::: Provided records :::

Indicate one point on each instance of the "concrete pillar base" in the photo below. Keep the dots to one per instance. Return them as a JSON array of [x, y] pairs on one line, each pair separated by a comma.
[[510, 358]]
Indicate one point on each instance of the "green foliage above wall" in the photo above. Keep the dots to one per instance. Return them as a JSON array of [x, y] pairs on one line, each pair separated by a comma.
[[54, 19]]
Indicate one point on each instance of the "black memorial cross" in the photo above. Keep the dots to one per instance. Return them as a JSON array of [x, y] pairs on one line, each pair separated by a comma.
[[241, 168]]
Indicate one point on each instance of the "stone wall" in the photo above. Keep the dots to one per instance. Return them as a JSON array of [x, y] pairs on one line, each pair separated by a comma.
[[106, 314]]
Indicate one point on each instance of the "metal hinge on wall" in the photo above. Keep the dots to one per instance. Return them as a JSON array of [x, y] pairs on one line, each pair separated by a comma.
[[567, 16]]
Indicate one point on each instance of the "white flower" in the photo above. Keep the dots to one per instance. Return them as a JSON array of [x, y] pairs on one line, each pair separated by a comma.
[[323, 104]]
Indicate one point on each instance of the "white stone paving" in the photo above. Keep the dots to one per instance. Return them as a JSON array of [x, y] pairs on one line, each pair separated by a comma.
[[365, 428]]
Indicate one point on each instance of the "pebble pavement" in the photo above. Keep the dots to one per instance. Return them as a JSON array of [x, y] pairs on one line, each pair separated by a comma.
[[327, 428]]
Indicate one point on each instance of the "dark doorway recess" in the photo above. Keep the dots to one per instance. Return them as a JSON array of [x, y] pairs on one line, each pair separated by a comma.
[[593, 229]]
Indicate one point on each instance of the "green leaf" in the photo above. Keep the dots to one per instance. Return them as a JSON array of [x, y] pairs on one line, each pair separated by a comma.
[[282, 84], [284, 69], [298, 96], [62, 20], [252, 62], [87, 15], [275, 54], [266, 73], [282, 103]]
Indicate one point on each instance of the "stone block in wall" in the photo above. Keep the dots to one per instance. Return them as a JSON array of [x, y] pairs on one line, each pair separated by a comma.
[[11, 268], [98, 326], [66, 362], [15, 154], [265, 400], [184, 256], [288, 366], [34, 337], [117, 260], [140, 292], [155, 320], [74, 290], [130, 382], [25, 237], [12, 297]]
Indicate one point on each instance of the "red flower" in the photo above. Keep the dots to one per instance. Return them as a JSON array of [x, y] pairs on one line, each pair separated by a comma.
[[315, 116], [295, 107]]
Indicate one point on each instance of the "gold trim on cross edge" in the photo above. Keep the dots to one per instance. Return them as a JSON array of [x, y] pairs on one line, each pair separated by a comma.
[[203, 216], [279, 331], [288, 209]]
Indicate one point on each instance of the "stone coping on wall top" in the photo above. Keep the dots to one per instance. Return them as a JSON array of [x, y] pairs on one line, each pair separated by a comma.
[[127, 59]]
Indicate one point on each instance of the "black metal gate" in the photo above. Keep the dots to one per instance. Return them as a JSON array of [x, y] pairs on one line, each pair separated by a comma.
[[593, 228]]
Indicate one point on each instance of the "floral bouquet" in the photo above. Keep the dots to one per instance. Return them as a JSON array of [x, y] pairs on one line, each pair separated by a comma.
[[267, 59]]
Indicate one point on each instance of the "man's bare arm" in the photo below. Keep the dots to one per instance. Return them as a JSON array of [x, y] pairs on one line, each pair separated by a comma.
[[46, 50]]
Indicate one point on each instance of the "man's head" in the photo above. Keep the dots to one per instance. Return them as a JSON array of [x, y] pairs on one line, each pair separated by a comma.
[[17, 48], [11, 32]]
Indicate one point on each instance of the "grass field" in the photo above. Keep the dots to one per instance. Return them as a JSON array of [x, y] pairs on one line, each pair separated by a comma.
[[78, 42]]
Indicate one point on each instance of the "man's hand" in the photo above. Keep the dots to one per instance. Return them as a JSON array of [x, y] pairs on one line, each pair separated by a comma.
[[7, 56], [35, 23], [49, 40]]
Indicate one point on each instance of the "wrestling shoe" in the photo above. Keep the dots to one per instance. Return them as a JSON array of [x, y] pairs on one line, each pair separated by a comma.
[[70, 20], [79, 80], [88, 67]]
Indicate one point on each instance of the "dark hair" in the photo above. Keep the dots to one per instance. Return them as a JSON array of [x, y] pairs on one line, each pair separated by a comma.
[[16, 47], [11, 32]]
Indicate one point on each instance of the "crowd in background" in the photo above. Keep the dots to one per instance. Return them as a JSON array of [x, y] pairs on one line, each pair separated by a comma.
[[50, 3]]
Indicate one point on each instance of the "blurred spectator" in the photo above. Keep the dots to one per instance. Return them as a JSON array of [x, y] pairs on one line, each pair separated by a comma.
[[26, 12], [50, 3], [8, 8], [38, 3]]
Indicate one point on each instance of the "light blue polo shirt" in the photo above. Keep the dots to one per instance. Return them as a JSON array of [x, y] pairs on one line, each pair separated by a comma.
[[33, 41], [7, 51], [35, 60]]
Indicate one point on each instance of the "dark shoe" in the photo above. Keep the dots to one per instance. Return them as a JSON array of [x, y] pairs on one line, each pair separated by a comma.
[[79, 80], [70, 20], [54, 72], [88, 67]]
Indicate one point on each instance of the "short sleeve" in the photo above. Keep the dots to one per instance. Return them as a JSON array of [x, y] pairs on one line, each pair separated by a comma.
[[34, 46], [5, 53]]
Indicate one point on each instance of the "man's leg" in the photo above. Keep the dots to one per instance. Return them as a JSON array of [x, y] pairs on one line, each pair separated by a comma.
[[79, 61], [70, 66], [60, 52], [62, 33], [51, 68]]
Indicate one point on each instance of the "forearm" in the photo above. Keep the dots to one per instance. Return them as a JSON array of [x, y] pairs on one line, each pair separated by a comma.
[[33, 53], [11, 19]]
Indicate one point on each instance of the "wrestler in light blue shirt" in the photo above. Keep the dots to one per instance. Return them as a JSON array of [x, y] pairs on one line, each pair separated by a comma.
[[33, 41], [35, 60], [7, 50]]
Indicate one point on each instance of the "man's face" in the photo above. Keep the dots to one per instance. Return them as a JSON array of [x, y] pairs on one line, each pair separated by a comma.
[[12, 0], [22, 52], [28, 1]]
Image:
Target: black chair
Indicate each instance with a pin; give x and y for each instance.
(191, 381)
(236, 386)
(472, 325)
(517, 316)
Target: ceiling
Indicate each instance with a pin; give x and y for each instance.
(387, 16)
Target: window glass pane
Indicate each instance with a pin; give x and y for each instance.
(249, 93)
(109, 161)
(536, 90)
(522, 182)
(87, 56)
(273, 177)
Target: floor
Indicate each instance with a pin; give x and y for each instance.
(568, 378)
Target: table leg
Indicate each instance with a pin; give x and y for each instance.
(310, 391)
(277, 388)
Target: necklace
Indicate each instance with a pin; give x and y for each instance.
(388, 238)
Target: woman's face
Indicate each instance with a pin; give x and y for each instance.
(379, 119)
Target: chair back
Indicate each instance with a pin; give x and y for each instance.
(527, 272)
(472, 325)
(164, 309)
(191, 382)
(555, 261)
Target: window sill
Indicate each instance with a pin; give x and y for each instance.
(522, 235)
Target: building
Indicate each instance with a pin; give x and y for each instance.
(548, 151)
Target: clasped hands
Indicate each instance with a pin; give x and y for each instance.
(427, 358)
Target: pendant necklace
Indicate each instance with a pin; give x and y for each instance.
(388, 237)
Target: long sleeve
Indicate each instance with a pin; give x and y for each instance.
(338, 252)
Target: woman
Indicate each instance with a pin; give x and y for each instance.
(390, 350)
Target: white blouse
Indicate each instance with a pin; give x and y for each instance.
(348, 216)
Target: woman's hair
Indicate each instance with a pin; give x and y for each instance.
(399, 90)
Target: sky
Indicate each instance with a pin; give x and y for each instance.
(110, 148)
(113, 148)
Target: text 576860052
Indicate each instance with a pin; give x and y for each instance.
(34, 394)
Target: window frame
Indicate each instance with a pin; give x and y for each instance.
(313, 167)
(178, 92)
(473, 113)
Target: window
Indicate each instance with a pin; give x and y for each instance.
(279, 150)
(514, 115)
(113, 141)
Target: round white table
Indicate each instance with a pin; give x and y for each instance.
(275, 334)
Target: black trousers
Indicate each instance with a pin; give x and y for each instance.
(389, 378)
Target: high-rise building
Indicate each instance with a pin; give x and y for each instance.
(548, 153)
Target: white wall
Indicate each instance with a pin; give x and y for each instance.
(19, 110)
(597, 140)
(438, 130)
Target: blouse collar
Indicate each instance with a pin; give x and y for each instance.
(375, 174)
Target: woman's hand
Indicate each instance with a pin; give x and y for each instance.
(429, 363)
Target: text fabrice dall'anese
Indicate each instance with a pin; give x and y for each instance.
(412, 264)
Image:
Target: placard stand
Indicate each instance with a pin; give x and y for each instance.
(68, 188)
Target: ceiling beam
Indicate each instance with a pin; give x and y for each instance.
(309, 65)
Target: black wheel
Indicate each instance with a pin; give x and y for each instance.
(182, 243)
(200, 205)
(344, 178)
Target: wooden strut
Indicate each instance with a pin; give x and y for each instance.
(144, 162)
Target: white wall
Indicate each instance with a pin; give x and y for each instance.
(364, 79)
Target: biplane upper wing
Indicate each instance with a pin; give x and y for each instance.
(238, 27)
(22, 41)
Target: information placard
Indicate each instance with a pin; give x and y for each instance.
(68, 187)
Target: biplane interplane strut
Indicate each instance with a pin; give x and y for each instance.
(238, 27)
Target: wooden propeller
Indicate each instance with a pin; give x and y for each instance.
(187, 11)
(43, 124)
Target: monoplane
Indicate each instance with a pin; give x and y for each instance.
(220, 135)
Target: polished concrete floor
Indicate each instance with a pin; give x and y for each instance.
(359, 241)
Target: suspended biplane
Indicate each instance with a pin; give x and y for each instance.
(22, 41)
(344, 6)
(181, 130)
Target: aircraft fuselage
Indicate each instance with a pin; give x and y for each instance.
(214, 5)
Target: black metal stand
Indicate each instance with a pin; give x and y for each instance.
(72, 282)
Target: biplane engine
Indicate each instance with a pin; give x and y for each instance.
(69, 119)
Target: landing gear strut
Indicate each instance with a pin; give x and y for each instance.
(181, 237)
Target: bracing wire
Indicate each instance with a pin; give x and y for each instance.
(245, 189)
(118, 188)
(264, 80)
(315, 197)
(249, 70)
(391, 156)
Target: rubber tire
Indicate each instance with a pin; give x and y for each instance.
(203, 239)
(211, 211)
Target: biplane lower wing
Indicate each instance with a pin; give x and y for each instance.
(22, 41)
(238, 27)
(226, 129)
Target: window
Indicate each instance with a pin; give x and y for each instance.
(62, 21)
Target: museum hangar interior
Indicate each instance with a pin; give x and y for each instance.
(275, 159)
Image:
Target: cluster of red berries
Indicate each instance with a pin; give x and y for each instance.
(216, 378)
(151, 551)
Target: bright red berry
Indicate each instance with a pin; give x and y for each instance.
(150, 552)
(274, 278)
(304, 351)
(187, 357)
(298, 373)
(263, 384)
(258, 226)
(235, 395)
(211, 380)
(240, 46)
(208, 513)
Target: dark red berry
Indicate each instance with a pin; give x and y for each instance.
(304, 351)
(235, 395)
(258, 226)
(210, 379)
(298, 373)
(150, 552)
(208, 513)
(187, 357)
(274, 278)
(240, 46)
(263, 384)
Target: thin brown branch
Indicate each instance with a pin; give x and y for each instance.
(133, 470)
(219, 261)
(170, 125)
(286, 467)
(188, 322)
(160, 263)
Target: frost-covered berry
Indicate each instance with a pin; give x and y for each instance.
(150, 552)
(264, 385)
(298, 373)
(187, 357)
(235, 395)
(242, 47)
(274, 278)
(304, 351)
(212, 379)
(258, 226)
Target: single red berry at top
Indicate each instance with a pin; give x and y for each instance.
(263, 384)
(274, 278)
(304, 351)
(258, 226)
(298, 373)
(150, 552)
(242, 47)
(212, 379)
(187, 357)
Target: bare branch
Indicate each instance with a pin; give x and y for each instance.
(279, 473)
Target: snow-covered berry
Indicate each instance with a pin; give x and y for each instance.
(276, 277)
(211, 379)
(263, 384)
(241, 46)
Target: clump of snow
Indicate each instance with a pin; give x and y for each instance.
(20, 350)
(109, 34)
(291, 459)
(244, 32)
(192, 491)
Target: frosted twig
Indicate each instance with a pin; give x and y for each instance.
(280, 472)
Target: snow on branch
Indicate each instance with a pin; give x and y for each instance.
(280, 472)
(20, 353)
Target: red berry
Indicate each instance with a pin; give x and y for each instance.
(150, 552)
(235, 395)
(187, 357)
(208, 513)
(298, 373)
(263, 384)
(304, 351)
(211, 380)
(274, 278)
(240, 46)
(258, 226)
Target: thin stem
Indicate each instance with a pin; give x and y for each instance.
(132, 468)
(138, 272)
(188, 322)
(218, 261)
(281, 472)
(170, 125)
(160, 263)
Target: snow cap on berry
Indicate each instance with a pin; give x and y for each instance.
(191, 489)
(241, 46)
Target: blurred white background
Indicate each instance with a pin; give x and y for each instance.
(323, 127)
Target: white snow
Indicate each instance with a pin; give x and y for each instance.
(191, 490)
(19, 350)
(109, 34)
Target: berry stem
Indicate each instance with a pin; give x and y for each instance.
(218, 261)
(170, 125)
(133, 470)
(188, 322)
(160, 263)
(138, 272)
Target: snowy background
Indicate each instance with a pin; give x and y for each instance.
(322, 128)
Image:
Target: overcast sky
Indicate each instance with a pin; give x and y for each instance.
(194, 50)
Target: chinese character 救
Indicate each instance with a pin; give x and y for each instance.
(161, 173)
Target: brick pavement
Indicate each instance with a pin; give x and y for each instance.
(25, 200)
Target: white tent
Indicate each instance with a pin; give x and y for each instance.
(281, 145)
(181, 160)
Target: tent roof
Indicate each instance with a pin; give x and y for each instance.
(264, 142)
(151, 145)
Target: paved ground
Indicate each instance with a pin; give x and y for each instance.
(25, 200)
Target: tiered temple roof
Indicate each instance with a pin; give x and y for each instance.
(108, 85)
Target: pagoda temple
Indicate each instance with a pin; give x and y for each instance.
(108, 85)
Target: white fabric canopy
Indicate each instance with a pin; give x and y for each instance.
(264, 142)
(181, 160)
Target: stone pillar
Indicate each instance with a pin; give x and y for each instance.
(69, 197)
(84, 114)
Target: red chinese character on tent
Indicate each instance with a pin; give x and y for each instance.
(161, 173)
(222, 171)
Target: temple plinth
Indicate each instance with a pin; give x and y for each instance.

:::

§ **Task description**:
State how many lines of the data contain the word "stand". Nothing besides the number belongs in the reply.

§ **Result for this exercise**:
2